Substitute "leather tote" for "handbag" in the items from the line with "handbag, it would be much appreciated." up to and including the line with "M175 154L176 155L181". Reproduce only those lines, leaving everything else in them unchanged.

----

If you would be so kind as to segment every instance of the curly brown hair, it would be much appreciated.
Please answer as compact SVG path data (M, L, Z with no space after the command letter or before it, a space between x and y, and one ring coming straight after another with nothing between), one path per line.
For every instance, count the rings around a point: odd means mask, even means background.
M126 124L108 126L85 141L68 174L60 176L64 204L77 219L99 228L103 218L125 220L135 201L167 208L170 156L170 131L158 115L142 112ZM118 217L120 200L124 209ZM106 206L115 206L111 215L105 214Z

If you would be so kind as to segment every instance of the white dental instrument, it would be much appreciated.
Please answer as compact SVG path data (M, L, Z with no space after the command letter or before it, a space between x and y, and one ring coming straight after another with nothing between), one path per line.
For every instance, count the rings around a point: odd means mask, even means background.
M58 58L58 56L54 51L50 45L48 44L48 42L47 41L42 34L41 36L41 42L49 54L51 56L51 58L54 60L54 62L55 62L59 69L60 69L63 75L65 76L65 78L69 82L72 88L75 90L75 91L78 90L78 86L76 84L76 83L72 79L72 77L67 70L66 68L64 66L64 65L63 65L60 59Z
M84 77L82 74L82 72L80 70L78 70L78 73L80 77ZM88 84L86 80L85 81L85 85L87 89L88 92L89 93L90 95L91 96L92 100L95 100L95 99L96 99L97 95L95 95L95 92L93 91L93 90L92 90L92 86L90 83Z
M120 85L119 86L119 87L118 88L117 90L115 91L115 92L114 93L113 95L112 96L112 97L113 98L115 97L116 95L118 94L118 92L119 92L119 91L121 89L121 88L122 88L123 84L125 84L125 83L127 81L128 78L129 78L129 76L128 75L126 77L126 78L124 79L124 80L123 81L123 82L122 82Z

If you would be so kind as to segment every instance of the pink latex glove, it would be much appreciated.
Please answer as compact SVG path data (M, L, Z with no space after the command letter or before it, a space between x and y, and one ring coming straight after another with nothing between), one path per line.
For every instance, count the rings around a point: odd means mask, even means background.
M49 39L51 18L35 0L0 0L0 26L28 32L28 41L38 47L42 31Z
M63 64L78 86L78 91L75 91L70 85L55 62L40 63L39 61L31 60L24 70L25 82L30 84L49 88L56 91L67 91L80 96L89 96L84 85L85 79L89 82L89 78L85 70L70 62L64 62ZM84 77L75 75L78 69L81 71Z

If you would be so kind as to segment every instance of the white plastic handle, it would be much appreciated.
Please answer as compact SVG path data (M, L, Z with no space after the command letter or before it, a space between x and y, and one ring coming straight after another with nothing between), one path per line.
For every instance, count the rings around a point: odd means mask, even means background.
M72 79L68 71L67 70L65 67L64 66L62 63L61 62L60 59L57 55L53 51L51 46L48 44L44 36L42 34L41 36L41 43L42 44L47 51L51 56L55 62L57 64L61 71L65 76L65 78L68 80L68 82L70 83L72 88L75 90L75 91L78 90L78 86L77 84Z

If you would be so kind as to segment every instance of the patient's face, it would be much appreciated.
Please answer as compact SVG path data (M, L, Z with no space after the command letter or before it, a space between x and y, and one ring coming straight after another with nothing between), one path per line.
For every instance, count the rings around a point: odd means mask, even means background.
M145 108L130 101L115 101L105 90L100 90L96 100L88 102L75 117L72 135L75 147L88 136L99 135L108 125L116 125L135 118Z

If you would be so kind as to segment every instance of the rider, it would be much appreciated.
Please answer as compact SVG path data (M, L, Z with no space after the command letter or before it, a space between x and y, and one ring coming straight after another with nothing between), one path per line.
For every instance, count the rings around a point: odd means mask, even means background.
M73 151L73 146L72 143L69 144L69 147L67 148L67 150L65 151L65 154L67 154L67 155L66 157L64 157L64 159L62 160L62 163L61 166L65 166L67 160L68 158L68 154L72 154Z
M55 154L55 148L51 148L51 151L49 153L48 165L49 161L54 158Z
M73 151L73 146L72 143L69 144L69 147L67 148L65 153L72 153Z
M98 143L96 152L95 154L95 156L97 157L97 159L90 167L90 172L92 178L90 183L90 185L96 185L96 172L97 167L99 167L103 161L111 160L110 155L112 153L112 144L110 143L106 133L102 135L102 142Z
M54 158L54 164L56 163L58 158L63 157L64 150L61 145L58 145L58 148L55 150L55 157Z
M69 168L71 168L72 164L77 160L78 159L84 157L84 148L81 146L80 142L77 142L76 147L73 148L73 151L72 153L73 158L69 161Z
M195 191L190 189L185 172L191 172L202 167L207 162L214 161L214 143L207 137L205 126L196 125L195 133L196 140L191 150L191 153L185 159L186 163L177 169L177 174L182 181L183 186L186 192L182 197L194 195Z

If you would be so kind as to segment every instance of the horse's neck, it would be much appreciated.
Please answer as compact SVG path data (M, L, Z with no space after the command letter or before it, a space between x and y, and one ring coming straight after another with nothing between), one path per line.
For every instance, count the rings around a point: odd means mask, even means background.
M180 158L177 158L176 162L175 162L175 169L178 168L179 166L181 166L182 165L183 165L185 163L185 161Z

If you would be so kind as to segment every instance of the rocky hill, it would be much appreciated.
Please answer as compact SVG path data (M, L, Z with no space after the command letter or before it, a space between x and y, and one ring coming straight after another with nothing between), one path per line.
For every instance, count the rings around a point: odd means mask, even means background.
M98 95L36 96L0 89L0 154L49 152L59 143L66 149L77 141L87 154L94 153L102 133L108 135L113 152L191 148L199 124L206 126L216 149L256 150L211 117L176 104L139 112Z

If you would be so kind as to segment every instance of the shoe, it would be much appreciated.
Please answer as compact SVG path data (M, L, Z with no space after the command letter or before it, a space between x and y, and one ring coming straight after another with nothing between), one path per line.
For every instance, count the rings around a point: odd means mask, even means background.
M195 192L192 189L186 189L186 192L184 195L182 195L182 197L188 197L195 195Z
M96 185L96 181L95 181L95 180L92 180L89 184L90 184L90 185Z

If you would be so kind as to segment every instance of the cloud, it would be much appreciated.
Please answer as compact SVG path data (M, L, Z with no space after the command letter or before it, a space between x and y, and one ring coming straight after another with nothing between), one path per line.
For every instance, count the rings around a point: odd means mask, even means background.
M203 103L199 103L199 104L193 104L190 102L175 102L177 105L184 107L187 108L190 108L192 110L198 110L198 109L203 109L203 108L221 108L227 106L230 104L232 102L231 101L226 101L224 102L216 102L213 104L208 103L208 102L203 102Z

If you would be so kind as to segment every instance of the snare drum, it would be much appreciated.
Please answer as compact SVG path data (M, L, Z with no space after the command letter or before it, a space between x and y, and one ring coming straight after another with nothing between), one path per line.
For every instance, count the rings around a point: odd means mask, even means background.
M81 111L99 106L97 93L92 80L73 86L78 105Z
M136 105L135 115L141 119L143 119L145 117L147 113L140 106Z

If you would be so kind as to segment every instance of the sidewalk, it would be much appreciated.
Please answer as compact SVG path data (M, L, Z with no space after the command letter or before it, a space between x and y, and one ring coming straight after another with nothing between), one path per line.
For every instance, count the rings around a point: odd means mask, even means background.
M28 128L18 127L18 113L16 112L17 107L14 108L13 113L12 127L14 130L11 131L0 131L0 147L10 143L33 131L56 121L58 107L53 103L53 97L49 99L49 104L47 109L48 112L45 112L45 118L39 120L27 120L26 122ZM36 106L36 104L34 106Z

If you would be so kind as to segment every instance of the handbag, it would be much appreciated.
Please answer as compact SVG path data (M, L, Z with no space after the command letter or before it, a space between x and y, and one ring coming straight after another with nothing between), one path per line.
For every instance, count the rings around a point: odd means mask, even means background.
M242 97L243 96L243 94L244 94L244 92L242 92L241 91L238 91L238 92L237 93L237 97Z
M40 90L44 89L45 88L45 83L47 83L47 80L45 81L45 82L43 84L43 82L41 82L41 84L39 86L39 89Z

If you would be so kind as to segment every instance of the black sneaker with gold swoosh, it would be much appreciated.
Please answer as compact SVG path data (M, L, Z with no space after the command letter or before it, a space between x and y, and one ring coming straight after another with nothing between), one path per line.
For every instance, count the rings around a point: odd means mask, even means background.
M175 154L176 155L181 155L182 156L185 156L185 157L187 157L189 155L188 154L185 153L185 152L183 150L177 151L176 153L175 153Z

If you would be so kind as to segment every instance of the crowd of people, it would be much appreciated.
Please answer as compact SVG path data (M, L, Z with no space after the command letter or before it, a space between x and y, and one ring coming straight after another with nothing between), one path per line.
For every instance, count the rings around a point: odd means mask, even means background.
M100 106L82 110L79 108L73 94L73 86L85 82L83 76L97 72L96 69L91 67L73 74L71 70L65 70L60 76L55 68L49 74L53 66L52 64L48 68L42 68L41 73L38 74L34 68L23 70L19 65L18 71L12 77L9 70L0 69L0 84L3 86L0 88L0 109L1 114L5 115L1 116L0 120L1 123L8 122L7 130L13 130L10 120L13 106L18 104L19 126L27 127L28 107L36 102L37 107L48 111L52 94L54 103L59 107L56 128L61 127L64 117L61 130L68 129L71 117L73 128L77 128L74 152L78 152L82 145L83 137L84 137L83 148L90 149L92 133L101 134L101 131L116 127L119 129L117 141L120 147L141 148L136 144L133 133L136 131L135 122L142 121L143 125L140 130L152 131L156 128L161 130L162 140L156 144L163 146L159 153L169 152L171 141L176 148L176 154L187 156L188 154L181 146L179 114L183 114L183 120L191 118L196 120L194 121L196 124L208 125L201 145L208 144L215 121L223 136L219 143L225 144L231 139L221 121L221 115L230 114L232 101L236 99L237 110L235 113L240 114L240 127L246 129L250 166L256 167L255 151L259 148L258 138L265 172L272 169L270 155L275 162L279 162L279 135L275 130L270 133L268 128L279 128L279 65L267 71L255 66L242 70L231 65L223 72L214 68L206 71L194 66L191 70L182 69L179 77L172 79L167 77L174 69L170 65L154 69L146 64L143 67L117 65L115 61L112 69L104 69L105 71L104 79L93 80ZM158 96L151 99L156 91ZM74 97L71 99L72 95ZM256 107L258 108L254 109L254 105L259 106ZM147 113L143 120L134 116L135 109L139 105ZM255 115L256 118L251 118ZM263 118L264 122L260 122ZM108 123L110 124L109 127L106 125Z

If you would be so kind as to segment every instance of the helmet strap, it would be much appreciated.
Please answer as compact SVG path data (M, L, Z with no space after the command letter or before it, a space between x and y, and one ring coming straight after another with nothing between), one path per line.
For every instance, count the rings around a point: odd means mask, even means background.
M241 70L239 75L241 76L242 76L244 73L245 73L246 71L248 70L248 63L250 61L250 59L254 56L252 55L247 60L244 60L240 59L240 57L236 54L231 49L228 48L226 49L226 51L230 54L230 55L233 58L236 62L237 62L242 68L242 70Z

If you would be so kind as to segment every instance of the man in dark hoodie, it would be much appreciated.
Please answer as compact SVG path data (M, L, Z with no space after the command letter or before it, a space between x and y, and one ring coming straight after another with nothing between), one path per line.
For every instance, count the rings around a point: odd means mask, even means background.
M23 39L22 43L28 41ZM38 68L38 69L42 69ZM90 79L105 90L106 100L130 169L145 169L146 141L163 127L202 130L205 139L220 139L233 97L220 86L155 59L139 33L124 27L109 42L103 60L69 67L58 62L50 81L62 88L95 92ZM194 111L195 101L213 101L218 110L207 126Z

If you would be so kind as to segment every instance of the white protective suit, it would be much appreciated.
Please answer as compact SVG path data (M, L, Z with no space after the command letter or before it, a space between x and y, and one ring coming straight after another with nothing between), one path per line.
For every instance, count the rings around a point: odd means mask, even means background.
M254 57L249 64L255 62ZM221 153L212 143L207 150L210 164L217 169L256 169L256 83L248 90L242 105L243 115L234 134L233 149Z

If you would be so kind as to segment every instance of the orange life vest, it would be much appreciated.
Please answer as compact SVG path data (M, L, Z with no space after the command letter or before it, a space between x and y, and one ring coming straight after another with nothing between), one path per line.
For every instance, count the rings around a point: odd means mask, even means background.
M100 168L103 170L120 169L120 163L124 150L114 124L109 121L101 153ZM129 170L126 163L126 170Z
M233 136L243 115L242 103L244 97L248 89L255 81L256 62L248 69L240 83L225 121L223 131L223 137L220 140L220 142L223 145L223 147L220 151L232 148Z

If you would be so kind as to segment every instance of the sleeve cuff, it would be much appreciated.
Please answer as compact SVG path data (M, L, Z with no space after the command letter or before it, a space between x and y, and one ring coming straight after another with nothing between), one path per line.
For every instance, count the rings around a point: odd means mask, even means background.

----

EXERCISE RESPONSE.
If you would be so kind as to segment every instance of the leather tote, it would be much appreciated.
Please answer as compact SVG path data (M, L, Z with no space after the command letter or before it, a space between x and y, and one ring coming straight after another with nothing between), one path per line.
For every instance, count the rings around a point: odd means mask, even means background.
M242 97L243 96L243 94L244 94L244 92L242 92L241 91L238 91L238 92L237 93L237 97Z
M40 90L44 89L45 88L45 83L47 83L47 80L45 81L45 82L43 84L43 82L41 82L41 84L39 86L39 89Z

If you would be so kind as to segment every instance of the black sneaker with gold swoosh, it would be much appreciated.
Please answer as compact SVG path data (M, L, Z with no space after the command letter or before it, a space between x and y, and one ring coming straight after another with nothing between), one path per line.
For every instance, count the rings around a point: odd means mask, even means background.
M175 154L176 155L181 155L182 156L185 156L185 157L187 157L189 155L188 154L185 153L185 152L183 150L177 151L176 153L175 153Z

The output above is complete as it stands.